Because of these lessons, Cade and I have spent our first year together working on fundamentals.  Playing crate games, working on body awareness, doing Susan Salo’s puppy exercises, working nose targets on flat contact trainers, and doing shadow handling exercises.  Only this spring, after he was a year old, did I start gradually introducing him to regular height jumps, higher contact equipment, and started weave pole training at about 15-16 months.  Perhaps he would have been fine regardless, but I am pleased that he has grown into a very sound, strong, healthy dog.

After taking a few agility classes with Cadence, some of our training challenges also became more evident.  Even for a Border Collie, he is drawn to motion to a remarkable degree.  Anything that moves provides a big distraction, and he becomes easily frustrated when he can’t chase.  I discovered quickly that as long as we were running together, my movement could allow him to focus on the task at hand, but if there was a fast dog in the neighboring ring, or if we were waiting our turn to go, I could lose his attention in a heartbeat.

I want to do things right with him.  I don’t want to have to have all the ring gates closed when he runs at a trial, and I don’t want to stand with him barking incessantly in line.  So, agility class is on hold right now as we take a Control Unleashed class.

(Region annotation entries)
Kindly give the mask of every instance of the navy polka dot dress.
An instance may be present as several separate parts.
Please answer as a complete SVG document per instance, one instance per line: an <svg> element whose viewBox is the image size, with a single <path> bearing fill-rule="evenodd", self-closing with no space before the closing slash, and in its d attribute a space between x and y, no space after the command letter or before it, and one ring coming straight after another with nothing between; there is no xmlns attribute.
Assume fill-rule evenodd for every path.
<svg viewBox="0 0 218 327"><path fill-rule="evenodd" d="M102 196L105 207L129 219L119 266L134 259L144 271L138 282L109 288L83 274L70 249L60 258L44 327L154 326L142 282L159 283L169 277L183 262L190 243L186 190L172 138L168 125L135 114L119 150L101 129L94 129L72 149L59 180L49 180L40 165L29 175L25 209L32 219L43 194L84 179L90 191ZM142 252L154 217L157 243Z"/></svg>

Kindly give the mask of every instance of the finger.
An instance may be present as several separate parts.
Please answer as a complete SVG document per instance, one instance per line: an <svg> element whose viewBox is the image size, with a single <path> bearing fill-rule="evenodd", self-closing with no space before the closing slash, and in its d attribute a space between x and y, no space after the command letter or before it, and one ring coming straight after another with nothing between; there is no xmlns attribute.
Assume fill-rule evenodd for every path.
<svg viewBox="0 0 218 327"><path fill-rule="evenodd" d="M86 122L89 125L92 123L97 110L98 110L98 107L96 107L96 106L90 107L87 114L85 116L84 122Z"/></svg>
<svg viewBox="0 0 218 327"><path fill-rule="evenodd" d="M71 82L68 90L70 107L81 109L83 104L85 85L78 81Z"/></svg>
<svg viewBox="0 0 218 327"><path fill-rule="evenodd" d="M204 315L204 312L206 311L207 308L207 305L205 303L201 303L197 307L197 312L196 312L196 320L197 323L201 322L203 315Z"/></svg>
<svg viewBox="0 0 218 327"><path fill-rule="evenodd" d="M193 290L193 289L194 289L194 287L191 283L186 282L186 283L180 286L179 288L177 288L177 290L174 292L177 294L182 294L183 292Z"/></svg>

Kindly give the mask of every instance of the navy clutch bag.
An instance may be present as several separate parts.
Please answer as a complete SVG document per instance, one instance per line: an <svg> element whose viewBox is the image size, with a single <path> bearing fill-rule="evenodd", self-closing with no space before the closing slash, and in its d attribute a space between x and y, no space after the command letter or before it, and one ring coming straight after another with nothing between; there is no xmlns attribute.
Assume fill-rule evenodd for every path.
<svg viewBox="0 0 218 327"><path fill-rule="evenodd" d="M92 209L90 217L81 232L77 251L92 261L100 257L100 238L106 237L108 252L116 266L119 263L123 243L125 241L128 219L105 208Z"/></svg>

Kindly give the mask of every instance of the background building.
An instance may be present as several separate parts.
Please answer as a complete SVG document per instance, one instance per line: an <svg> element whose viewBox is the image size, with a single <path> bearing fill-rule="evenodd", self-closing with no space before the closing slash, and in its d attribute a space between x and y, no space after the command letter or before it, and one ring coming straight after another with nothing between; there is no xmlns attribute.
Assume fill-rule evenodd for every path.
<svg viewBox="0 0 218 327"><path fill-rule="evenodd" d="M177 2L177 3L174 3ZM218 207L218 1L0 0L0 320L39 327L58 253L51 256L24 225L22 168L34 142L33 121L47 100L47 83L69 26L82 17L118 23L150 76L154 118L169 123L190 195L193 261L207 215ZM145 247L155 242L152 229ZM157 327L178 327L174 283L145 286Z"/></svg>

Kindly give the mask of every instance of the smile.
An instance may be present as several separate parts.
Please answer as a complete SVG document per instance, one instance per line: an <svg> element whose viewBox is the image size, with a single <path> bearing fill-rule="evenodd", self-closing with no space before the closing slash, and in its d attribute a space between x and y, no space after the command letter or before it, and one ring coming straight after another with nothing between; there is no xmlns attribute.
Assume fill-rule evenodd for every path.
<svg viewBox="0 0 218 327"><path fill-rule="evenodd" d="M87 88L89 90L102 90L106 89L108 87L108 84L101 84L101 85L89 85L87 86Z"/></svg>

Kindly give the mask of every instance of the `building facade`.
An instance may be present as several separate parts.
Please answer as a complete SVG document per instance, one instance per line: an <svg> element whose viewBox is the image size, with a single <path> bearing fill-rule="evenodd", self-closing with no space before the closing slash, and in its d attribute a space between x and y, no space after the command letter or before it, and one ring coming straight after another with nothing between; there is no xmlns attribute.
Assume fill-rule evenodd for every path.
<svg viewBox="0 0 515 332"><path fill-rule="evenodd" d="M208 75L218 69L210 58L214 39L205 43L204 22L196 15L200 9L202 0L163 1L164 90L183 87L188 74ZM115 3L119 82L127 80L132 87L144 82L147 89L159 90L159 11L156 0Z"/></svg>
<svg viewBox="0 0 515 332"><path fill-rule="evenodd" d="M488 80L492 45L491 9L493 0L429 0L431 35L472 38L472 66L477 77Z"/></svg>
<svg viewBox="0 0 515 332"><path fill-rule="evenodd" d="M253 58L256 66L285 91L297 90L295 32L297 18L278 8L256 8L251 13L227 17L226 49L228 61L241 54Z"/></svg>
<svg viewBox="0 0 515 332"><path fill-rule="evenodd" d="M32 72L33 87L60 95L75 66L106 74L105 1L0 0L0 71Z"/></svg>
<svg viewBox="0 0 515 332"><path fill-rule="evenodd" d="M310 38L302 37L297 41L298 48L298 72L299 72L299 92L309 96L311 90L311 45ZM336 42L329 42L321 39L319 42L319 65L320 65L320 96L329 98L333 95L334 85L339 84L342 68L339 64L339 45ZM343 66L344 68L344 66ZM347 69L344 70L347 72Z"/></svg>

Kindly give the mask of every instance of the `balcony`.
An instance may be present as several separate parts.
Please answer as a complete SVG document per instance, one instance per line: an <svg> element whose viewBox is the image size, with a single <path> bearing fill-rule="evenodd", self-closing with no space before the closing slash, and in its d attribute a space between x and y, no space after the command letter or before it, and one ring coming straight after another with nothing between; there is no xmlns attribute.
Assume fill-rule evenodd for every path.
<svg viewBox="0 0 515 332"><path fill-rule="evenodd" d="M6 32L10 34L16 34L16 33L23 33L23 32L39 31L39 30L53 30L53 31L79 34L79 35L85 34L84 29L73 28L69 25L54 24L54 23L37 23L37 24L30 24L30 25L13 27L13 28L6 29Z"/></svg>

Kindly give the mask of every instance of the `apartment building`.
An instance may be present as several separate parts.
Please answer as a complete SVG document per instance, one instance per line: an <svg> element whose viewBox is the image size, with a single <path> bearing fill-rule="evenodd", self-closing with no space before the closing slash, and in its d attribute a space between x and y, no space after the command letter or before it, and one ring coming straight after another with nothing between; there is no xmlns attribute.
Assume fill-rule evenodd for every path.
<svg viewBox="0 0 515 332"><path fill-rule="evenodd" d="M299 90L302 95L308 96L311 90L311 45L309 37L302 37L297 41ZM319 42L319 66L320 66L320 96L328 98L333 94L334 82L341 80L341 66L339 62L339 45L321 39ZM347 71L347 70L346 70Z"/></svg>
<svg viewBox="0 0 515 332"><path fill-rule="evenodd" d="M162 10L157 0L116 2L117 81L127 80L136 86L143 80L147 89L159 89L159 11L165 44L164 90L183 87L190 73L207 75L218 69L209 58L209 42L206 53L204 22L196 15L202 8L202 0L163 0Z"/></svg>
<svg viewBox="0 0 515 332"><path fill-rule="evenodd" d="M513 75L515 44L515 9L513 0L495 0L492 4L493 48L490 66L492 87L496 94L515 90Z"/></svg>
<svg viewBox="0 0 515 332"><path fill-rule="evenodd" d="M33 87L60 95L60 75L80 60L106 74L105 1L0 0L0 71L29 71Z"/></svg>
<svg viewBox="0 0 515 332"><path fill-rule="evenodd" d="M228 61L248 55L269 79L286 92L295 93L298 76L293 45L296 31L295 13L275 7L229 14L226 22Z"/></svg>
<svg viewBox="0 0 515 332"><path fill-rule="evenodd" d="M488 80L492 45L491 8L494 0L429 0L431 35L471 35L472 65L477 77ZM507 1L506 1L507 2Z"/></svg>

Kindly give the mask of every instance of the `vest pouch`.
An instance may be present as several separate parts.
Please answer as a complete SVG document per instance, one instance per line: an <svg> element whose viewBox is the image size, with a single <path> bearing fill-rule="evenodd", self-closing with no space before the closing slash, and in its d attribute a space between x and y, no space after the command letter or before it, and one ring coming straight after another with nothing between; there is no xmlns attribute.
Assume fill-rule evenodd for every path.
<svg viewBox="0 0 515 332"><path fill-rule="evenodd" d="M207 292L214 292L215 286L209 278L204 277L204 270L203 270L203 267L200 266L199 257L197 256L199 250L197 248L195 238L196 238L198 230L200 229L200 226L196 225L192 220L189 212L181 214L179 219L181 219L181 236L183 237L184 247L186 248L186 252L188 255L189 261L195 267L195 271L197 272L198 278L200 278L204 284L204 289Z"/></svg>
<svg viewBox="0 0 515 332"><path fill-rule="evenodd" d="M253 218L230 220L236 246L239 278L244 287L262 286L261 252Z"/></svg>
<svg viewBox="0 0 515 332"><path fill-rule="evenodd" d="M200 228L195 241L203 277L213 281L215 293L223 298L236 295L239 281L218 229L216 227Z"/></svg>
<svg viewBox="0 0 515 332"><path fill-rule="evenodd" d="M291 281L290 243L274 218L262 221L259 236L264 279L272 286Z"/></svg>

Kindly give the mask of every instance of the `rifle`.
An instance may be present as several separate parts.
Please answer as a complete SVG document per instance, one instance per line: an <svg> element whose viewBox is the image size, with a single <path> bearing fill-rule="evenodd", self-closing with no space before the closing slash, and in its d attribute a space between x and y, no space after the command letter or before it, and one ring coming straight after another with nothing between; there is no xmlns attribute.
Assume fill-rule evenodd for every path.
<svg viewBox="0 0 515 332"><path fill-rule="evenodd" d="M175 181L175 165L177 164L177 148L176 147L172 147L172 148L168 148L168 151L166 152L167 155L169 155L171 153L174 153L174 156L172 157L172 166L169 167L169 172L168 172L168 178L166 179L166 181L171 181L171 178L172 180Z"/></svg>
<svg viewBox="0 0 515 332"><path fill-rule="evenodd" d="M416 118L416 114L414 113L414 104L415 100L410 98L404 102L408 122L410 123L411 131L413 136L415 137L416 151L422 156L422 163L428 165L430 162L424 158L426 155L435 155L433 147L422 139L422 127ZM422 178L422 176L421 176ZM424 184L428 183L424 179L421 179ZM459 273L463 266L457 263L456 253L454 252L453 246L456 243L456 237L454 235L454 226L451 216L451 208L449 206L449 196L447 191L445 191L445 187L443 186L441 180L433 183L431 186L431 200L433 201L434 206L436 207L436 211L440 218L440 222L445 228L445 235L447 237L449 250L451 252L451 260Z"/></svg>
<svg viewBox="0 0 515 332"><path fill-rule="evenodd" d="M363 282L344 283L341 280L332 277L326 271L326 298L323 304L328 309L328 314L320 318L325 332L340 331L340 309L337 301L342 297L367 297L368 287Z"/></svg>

_WRITTEN TASKS:_
#1 Find every line in the entries above that contains the string "give", and copy each of those lines.
#2 Carry on the account of training the young Border Collie Cadence, starting right after its last sentence.

_THE REPLIES:_
#1
Kindly give the mask of every instance of the navy polka dot dress.
Kindly give the mask of every instance of the finger.
Kindly give the mask of every instance of the navy clutch bag.
Kindly give the mask of every instance of the background building.
Kindly give the mask of every instance of the smile.
Kindly give the mask of every instance of the `building facade`.
Kindly give the mask of every instance of the `balcony`.
Kindly give the mask of every instance of the `apartment building`.
Kindly give the mask of every instance of the `vest pouch`.
Kindly give the mask of every instance of the `rifle`.

#2
Honestly, I was a bit self-conscious about taking a CU class.  I think unfortunately it has the image of being for reactive, aggressive, out of control dogs when in fact that is not who it is designed for at all.  Noodle is not any of those things, but he needs to be able to concentrate in the presence of distractions and we needed the opportunity to work on that.  I was happy to find that the class we joined was made up with handlers in the same boat as us – a freestyle competitor whose gregarious lab likes to visit the ring crew during a performance, an obedience prospect who needs a little more attention in the ring, etc. 

So, yeah, CU isn’t as glamorous or exciting as an agility class.  But it is the foundation he needs if he is going to be the agility dog that I know he can be.  And it is going amazingly well.  His focus is improving greatly, and I have high hopes for our eventual return to agility class, and ultimately competition.

Consistency and groundwork are the themes for us right now.  And patience.  And remembering the reward of doing something right will be worth the effort.